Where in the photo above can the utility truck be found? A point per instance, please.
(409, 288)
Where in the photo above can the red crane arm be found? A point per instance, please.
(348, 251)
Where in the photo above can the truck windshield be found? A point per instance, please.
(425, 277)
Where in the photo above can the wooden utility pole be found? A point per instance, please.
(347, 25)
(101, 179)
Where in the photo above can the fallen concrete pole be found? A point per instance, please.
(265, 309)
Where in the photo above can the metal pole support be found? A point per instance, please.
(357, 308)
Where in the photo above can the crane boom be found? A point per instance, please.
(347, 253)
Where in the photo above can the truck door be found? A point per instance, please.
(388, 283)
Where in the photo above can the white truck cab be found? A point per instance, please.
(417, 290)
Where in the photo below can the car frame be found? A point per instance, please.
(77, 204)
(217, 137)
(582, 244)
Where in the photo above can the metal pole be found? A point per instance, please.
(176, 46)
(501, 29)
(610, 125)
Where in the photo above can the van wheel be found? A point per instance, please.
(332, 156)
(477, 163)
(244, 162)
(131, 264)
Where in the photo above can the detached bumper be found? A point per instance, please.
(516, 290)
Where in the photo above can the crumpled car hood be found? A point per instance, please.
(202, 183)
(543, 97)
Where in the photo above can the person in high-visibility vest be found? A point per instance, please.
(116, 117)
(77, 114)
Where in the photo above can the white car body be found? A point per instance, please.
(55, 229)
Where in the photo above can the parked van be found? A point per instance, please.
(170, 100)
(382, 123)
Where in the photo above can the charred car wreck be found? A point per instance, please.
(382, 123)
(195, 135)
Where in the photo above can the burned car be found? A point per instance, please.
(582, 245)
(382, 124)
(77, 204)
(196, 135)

****

§ WORK TO DO: Reproduce every one of the records above, word for word and in the same order.

§ TASK RESPONSE:
Where in the photo above can the utility truck be found? A point per instance, please.
(409, 288)
Where in the photo above can the red crane arm be found? A point per instance, please.
(348, 251)
Where in the photo above can the truck windshield be found? A point per instance, please.
(425, 277)
Where in the photo above can the wooden utility pole be found? A point per instance, please.
(347, 25)
(101, 179)
Where in the photo above can the fallen concrete pole be found? A point per instance, please.
(265, 309)
Where in the photo above can the metal pole support be found? A point per instance, please.
(357, 308)
Where in the photo above can the crane boom be found? A point per instance, please.
(347, 253)
Where in the photo above can the truck door be found? A point per instance, please.
(388, 283)
Where in the photo above can the white truck cab be found? A point per instance, please.
(417, 290)
Where in the photo below can the car frame be found? A point per instance, please.
(77, 204)
(217, 137)
(582, 244)
Where in the photo above can the metal pole be found? A point per instance, please.
(176, 46)
(501, 29)
(610, 125)
Where in the photo above can the van wheel be found? A point per instance, please.
(332, 156)
(477, 163)
(244, 162)
(131, 264)
Where in the photo above can the detached bumper be found? A point per instance, please.
(516, 290)
Where in the photo above can the crumpled car hood be found? A point per instance, please.
(202, 183)
(543, 97)
Where in the photo above can the person in high-visibility vest be found? A point per instance, please.
(116, 117)
(77, 114)
Where in the photo above can the white car body be found? A point per instance, please.
(55, 229)
Where in the photo above can the parked van be found? A point per instance, please.
(170, 100)
(382, 123)
Where in the photo above can the charred car wreck be found? A point per instance, please.
(382, 123)
(195, 135)
Where in the photo above can the burned car be found? A point per instance, please.
(582, 245)
(382, 124)
(77, 204)
(196, 135)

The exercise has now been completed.